Your goal. Using the text on Omicron and South Africa's fourth wave, decide whether each of the following statements agrees with it. For each, answer yes or no and quote the deciding words of the text: 1. The Omicron variant has been found in 11 other countries. 2. Booster doses of the Johnson & Johnson vaccine are being offered to all adults. 3. Madhi says T-cell immunity is more affected by the mutations than antibodies are.

Excerpt provided.
*** Block opens ***

Reducing severity of fourth wave
The new variant of the virus that causes Covid-19, Omicron, is potentially driving cases in Gauteng and scientists believe that it may have already spread to the rest of the country. The variant of concern has also been found in 11 other countries.
For the past couple of weeks, experts and officials have urged people to behave responsibly over the upcoming holiday season.
Madhi said that to reduce the severity of the fourth wave, health facilities must ensure that they are adequately resourced and prepared for the resurgence.
Projections by the South African Covid-19 Modelling Consortium team also indicated that the country is expected to have fewer Covid-19 hospital admissions during the predicted fourth wave.
However, the scientists cautioned: “Whether or not the admissions will result in overwhelmed hospitals and avoidable Covid-19 deaths also depends on how much hospital capacity can continue to be made available.”
Curbing virus transmission
Madhi added that people should also take precautions and follow Covid-19 public health measures.
He said: “Minimise indoor gatherings, especially in poorly ventilated spaces and where unvaccinated [people are] allowed to roam as they are also likely not to adhere to other recommendations, e.g., adequate face-masking when indoors.”
Madhi stressed the importance of vaccination: “Get vaccinated and a booster dose as soon as it is available – this will help to protect especially against severe disease, but it also reduces the risk of infection and infectiousness.”
Booster doses of the Johnson & Johnson vaccine are being offered to healthcare workers who were part of the Sisonke 1 trial, although uptake has been worrisome.
Said Madhi: “They need to step forward to receive a booster immediately, and not wait for their preferred choice of vaccine. Although a Pfizer boost will likely confer greater protection against infection and mild Covid-19 than a J&J boost (as is the case for AstraZeneca and Pfizer vs even Pfizer and Pfizer), boosting with either will likely protect similarly against severe Covid, even due to Omicron.”
Professor Ian Sanne, head of Right to Care and a member of the ministerial advisory committee (MAC) on Covid-19, also told Health24: “The Sisonke boost team leadership is encouraging all healthcare workers to take up the offer of the J&J boost as soon as possible as the study enrolment will stop on 17 December.”
Pfizer and BioNTech have already applied to have their Covid-19 vaccine approved by the South African Health Regulatory Products Authority for use as a booster, according to reporting by Bloomberg in November.
Vaccines and Omicron
While research on the Omicron variant is ongoing and results are expected within the next few weeks, some experts believe that the current vaccines will still be effective against severe disease caused by the variant.
“Protection of the vaccines is likely to remain strong,” epidemiologist Professor Salim Abdool Karim said in the briefing.
He added: “I don’t know this definitively – the studies are being done – but based on what we know, we can expect that … the vaccines should hold well in preventing hospitalisation and severe disease.
Madhi said that there would be breakthrough infections (people who get Covid-19 after being vaccinated). However, infections will happen less in this group than in those who are unvaccinated, he said.
“[And] despite an increase in case rate, even among vaccinated, they will be less likely to end up in hospital,” Madhi added.
Antibodies, T cells
Madhi explained that this was due to one arm of the immune system, known as antibodies, which plays a fundamental role in preventing infection and mild Covid-19 disease. In this regard, protection against Omicron (similar to Beta which dominated South Africa’s second wave), will be diminished, according to Madhi.
But there is another crucial part of the immune system, called T cells, which confers protection from severe disease.
Madhi explained: “However [the vaccinated] will likely have relative sparing of the T-cell immunity, which is less affected by the mutations, and is considered to be the main driver in protecting against severe Covid-19 – even due to the Beta and now likely the Omicron variant.”

*** Block closes ***

Records supplied.
*** Block opens ***

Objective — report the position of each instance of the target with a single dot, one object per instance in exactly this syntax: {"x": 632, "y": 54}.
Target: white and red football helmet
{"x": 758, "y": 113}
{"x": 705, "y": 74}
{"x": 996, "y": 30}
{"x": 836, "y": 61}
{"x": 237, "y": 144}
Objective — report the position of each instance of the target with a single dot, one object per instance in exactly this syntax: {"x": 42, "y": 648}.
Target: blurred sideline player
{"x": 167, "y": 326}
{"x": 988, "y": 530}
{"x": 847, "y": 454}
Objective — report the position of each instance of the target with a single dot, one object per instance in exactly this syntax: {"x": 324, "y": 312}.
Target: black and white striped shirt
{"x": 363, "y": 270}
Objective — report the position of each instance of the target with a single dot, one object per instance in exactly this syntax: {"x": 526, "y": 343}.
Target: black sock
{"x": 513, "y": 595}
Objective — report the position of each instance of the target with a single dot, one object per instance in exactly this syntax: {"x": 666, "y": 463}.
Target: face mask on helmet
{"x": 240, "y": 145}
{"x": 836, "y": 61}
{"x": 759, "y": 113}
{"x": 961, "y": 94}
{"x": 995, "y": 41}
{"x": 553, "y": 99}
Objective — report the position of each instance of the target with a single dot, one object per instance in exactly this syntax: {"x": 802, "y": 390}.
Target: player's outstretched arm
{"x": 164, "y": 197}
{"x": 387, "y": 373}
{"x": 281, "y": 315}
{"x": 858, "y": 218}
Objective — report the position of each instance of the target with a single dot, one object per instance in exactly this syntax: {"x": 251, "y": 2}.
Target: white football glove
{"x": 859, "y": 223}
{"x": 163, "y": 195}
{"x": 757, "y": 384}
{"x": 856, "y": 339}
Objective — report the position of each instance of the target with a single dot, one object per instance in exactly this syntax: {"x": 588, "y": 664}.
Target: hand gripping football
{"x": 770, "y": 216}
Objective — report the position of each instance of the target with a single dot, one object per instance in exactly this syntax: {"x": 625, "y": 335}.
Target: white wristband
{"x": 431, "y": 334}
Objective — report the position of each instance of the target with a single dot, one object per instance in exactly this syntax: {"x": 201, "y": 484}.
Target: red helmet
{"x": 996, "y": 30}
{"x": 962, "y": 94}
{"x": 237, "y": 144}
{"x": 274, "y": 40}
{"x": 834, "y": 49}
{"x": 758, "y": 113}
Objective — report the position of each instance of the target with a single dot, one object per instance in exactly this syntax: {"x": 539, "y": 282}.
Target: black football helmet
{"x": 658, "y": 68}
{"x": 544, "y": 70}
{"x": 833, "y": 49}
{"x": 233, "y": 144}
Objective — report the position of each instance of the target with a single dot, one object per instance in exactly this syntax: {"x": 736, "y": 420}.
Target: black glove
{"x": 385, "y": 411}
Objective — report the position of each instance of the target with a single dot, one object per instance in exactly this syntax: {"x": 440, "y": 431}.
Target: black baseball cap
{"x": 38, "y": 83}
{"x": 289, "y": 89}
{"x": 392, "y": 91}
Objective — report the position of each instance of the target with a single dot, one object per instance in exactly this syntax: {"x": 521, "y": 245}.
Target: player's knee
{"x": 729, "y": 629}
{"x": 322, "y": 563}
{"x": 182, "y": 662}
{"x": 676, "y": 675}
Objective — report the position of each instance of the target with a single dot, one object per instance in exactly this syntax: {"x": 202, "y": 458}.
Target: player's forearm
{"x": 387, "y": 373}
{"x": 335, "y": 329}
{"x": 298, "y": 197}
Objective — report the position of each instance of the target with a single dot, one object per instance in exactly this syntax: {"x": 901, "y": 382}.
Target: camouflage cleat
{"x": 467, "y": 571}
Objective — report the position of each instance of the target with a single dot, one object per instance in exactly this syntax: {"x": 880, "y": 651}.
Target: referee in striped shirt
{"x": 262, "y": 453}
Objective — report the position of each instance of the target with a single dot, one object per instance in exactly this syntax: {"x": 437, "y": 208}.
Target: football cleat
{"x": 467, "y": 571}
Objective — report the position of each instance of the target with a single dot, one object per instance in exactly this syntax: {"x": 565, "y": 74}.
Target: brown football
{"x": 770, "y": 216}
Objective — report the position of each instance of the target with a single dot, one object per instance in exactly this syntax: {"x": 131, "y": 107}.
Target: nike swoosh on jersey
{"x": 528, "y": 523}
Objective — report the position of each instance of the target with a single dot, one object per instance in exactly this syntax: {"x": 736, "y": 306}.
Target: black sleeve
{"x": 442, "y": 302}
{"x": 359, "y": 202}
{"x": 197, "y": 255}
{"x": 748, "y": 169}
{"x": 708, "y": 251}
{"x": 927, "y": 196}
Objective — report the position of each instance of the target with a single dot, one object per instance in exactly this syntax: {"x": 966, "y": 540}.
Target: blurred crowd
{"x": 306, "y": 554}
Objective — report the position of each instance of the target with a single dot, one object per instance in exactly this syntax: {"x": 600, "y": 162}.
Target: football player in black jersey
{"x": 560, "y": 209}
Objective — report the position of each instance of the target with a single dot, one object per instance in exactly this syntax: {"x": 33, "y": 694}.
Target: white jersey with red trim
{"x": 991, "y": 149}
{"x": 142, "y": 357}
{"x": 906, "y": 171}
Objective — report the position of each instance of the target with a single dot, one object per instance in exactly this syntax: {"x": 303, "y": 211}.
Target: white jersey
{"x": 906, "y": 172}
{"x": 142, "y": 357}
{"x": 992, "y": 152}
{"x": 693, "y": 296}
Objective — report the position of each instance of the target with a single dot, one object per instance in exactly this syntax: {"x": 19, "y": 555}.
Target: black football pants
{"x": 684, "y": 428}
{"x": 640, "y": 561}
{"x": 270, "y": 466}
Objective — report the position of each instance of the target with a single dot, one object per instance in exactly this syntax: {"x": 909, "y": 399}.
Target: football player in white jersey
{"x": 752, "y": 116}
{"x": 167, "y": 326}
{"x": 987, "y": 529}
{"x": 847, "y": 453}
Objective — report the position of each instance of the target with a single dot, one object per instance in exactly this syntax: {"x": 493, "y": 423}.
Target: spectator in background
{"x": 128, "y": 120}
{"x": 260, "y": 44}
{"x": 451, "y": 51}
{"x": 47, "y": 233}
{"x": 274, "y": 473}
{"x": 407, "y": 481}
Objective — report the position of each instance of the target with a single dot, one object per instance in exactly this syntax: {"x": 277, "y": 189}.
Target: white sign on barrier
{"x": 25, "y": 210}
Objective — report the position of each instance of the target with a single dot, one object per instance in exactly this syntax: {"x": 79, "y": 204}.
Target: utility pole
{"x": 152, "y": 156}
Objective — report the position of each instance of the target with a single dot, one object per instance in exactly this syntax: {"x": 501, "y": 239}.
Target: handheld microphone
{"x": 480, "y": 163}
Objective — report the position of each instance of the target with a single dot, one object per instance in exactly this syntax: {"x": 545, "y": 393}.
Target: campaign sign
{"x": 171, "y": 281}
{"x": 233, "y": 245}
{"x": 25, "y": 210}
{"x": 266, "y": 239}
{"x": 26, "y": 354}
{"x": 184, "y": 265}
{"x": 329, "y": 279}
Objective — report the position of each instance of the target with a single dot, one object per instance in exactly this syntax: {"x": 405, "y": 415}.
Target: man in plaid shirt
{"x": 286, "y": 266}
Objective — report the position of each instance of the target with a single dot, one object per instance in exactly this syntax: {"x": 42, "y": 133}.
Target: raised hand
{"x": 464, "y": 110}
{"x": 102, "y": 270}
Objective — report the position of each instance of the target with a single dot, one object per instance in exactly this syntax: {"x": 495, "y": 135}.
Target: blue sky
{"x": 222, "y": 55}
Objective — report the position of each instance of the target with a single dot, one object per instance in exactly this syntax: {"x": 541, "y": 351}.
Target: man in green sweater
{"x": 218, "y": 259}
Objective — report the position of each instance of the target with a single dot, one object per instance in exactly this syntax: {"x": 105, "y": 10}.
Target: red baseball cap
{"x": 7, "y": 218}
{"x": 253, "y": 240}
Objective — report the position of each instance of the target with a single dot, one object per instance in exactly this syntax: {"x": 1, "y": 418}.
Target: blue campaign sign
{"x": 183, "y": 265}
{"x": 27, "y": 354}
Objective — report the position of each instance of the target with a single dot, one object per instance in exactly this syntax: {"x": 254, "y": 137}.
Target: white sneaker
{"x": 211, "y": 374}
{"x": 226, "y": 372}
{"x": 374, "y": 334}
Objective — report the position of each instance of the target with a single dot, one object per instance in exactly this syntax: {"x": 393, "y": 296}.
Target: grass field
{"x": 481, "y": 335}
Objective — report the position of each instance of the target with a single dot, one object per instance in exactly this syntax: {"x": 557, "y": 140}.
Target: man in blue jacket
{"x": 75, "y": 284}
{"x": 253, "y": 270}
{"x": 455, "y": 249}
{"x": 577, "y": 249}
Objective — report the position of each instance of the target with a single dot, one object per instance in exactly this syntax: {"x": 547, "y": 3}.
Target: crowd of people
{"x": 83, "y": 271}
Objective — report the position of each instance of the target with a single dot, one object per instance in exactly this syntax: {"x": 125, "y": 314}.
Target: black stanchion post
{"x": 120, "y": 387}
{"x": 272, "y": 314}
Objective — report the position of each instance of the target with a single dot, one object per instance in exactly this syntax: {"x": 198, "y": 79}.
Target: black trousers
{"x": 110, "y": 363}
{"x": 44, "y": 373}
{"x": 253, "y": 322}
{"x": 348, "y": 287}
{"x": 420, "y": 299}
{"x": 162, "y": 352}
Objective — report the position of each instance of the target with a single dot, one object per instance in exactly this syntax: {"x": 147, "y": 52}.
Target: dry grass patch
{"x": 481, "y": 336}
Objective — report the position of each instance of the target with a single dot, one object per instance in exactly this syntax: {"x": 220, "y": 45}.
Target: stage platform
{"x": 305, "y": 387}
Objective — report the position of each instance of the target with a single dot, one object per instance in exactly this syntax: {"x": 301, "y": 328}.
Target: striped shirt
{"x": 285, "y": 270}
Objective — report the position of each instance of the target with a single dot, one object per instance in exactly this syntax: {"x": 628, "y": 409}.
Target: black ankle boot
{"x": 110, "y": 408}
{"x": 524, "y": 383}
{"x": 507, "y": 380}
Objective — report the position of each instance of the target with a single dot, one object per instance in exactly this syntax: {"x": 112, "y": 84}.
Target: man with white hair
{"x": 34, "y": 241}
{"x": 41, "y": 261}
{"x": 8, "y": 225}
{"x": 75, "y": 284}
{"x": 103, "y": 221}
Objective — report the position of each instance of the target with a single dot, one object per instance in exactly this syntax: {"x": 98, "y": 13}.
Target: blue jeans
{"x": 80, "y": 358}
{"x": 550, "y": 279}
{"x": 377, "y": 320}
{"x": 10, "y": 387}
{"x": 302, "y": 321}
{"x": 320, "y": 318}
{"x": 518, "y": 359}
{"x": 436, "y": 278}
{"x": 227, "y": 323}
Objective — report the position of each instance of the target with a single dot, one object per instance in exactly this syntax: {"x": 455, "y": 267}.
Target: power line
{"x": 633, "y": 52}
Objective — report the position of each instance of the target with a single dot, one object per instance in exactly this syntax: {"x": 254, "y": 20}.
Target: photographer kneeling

*** Block closes ***

Task response.
1. Yes: "The variant of concern has also been found in 11 other countries."
2. No: "Booster doses of the Johnson & Johnson vaccine are being offered to healthcare workers who were part of the Sisonke 1 trial"
3. No: "relative sparing of the T-cell immunity, which is less affected by the mutations"